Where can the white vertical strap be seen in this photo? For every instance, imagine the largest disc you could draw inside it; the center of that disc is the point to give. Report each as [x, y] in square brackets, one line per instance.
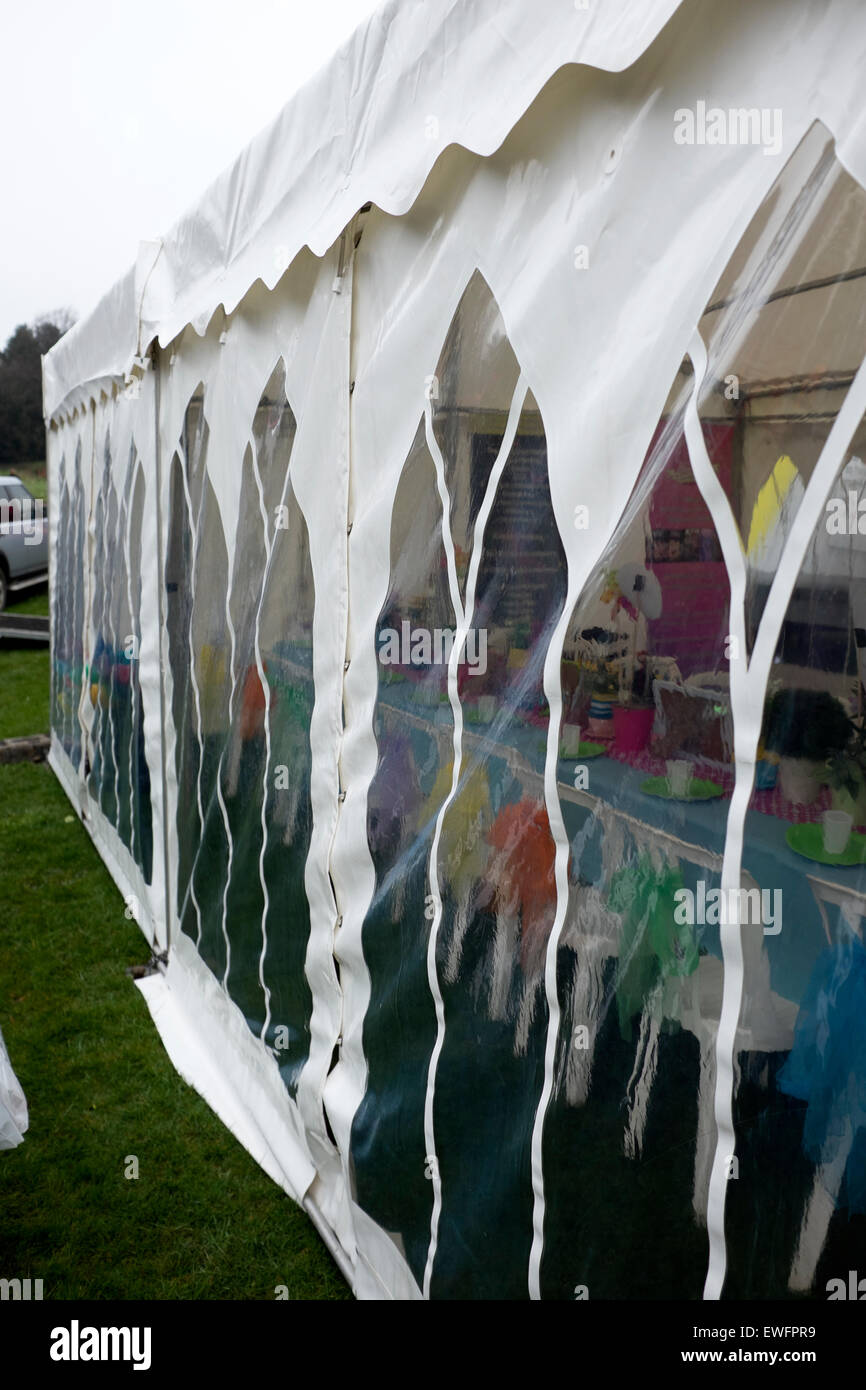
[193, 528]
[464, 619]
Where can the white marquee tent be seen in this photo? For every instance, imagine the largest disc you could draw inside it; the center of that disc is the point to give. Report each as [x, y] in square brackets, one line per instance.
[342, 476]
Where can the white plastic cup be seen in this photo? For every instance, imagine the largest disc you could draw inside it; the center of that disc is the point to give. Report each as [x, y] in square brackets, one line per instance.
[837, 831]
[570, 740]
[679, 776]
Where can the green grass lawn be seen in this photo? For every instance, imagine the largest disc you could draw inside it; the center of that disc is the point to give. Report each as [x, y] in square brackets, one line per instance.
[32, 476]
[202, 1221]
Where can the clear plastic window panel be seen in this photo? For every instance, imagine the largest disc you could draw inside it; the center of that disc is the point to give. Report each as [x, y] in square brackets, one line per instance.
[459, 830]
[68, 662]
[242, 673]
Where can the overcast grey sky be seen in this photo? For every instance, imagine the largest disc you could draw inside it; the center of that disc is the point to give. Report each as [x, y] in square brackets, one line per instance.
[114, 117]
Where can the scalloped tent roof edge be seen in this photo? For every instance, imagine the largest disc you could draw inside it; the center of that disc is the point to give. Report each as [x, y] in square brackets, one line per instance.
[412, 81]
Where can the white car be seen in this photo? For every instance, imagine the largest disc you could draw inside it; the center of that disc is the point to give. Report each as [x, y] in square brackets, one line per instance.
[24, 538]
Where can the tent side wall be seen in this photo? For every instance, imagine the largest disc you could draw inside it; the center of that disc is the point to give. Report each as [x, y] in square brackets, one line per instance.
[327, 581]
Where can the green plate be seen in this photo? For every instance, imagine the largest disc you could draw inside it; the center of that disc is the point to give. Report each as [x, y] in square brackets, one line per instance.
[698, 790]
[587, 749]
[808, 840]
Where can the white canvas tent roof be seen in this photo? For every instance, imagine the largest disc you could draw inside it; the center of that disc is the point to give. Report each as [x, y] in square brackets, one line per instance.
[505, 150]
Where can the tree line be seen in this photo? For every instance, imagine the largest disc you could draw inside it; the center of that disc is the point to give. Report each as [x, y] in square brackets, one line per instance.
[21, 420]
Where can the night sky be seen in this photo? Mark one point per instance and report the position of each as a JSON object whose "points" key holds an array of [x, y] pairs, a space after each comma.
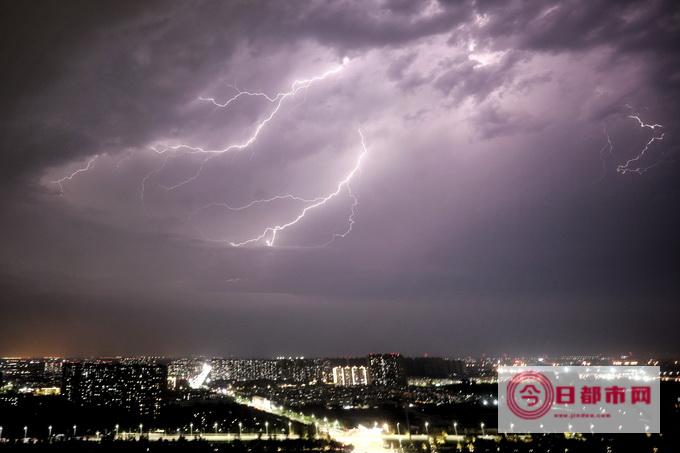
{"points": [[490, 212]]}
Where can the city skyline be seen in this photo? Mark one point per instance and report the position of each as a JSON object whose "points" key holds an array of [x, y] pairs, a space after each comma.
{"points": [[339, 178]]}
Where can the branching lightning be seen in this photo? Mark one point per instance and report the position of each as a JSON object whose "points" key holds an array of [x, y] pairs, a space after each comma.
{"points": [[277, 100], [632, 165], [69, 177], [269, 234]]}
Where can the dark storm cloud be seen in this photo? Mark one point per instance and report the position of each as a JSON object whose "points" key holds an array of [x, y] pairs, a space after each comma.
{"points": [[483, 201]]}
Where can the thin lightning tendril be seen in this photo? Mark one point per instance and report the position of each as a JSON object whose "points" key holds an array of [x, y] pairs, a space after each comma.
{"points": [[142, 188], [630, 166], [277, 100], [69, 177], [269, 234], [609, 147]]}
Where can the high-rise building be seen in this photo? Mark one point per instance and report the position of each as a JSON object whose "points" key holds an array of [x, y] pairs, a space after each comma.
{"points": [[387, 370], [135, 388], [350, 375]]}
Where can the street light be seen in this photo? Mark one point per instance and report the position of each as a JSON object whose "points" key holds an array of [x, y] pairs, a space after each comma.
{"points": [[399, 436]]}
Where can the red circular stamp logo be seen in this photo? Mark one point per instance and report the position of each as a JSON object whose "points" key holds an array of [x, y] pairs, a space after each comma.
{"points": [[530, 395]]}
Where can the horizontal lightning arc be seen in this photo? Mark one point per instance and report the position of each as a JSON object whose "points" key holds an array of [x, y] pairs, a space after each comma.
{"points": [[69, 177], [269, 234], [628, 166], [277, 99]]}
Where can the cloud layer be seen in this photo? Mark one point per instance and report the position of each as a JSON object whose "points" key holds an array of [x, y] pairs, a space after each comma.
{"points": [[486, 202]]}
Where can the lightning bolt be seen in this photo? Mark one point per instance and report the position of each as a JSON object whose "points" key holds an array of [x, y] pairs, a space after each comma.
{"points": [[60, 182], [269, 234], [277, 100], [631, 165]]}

Problem statement: The data above needs to be retyped exactly, with the images left out.

Reply to the task:
Where can the white vertical strap be seen in this photo? For every instance, imagine the largest disc you could draw inside it; the center of that disc is the point to give. Report each as [x, y] in square brackets, one line per instance.
[193, 528]
[464, 619]
Where can the white marquee tent be seen in this photo? For every instance, imagine the largest disc you could draw inside it; the center of that disc is the point to give. Report each as [x, y] in square brackets, one line per instance.
[342, 476]
Where can the white plastic cup be seen in this photo? For every instance, imagine the largest disc you could draw inside it; the center of that disc is the point to give. Report each as [x, y] in square brackets, one line per instance.
[837, 831]
[570, 740]
[679, 776]
Where can the green grass lawn be seen in this photo? For every instance, imagine the largest disc you could draw inside it; the center of that disc is the point to give. Report each as [x, y] in square brackets, one line per instance.
[32, 476]
[202, 1221]
Where can the clear plastic window panel be seen in this photo? For every instance, imagine the largest disc you could draw inside it; the center of that disc is the point to give. Report each as [x, y] in square brackets, one line per instance.
[459, 830]
[68, 662]
[242, 673]
Where can the overcast grey sky be seen in this photo? For every instance, imagine the largest disc you could draw inside it; the center of that disc is the point to give. Report each as [x, y] in square brackets, one line per instance.
[114, 117]
Where can the scalloped tent roof edge be seen in this photo? For every instance, imagine the largest disc you could draw inside it; the center of that disc is the point to give. Report each as [x, y] in square brackets, one line per instance.
[412, 81]
Where can the white car be seen in this photo? For every instance, imagine the largest disc you could draw inside it; the center of that disc is the point to give. Report each as [x, y] in square brackets, one line per instance.
[24, 538]
Where can the tent side wall be seen in this photo? For every instance, imagine the largest disc you could draw inside it; the center of that disc is the point to give. Report each as [x, y] in square brackets, one line per instance.
[327, 581]
Where can the green plate be seen in this photo? For every instance, imagine the largest disc you could draw inside it; the center of that disc is the point to give. Report each as [x, y] in square brackets, one line per instance.
[698, 790]
[587, 749]
[808, 840]
Where can the white canvas tent roof be seen in this photo? For every instance, imagine the largest disc you could draw inside it; the center of that disc is the point to give. Report each as [x, y] in square brackets, one line per instance.
[505, 150]
Where can the tree line be seen in this photo? For every instance, imagine the largest disc you could draw inside it; the center of that disc is the point to give. Report each as [x, y] in square brackets, one line per instance.
[21, 420]
Where can the night sky be seen in this photo? Mark one point per instance and report the position of each as a JSON object whose "points" key holds an array of [x, y] pairs, a space after each comma.
{"points": [[490, 212]]}
Where can the city skyline be seen in this photo? Mark one point per instance and report the position of each as a JSON object whose "points" key holds an array of [x, y] pairs, a space after each comma.
{"points": [[339, 178]]}
Where can the branching lightning be seen in this photo? Mark one point per instance and report the position of each as a JSON object whose "points" key holds an array of [x, y] pairs, a space after each comma.
{"points": [[277, 100], [632, 165], [69, 177], [269, 234]]}
Where can the dark storm cloud be seen in this photo? Mark one point per instance and report the position of each as a JSON object whose "points" key holds an array of [x, y] pairs, a space after each comma.
{"points": [[483, 201]]}
Where can the thin lightning tendril be seen in this photo? Mark one point per instance and report the position of each as a JSON object whose "points" key holds an array of [x, y] pairs, a space after each comma.
{"points": [[142, 188], [630, 166], [277, 100], [69, 177], [269, 234], [609, 147]]}
Where can the high-rise building be seen in this photo? Mark one point per instance and report the position of each as a JSON object whose "points" key holds an array of [x, y] pairs, a space after each comma.
{"points": [[387, 370], [135, 388], [350, 375]]}
Where can the street light be seen in this photo? Mark one point per instance and report the position of each as a JSON object whose "points" key holds an array of [x, y] pairs, a space after each comma.
{"points": [[399, 436]]}
Where can the red circular stamp logo be seen in this photo? Mark one point per instance and report the position of each as a JSON object whose "points" key holds an array of [x, y] pairs, a space after each comma.
{"points": [[530, 395]]}
Where can the horizontal lightning arc be seen in this photo? Mark one point per instance and report the position of each as a JSON object whose "points" key holds an array of [x, y] pairs, a space after each comma.
{"points": [[69, 177], [269, 234], [628, 166], [277, 99]]}
Where can the cloud layer be seen in this photo? Mark one point per instance and report the position of each as a JSON object whose "points" key holds an array of [x, y] pairs, a space after each comma.
{"points": [[486, 202]]}
Where can the lightning bolt be seen in this photo? Mark one point per instance and report the position of each as a JSON object whose "points" key holds an array of [x, y] pairs, a space after each comma.
{"points": [[60, 182], [269, 234], [277, 100], [631, 165]]}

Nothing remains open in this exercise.